◆ How to complete this task
Line count for the string "item": state how many lines in the records below hold it, giving only the number.

◆ Provided material
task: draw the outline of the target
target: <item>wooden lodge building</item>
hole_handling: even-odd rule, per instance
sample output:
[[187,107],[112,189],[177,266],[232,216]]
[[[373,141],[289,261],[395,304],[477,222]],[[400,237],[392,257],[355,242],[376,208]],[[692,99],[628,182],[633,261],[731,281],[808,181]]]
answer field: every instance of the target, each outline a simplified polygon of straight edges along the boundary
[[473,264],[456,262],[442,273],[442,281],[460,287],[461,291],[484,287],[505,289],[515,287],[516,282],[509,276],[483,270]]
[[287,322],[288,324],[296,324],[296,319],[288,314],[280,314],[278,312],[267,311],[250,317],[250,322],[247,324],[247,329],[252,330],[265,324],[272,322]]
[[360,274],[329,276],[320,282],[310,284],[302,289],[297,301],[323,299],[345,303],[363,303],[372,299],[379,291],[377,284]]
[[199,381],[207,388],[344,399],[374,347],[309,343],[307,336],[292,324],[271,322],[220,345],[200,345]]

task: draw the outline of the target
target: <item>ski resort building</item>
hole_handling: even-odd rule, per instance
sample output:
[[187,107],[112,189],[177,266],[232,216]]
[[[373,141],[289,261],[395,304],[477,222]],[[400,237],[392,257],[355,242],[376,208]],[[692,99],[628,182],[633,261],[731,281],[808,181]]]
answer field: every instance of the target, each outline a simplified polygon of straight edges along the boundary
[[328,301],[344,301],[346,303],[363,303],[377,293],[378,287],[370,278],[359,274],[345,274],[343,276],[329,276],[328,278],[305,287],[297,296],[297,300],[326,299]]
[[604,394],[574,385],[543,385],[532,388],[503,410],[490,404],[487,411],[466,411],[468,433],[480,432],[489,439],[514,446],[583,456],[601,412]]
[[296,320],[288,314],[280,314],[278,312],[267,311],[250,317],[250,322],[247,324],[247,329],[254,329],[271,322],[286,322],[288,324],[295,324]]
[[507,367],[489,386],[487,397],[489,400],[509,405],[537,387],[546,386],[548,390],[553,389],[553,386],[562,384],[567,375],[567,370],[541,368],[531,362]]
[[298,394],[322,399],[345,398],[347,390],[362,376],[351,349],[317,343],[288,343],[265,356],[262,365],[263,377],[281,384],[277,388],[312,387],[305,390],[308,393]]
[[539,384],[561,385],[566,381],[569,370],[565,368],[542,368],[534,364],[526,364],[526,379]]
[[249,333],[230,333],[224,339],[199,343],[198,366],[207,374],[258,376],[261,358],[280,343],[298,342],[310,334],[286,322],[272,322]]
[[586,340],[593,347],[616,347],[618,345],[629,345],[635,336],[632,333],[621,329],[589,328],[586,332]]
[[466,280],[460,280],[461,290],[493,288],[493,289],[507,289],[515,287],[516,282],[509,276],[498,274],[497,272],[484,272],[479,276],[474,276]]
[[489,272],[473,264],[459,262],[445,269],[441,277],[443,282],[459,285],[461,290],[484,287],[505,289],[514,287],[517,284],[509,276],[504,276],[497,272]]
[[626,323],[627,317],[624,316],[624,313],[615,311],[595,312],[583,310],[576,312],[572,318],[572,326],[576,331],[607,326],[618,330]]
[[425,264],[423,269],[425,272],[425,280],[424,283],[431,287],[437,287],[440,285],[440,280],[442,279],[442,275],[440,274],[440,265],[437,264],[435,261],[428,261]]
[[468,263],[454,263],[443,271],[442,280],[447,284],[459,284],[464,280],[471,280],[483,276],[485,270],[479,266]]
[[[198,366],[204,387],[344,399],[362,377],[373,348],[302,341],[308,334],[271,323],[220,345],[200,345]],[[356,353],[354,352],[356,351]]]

◆ Answer box
2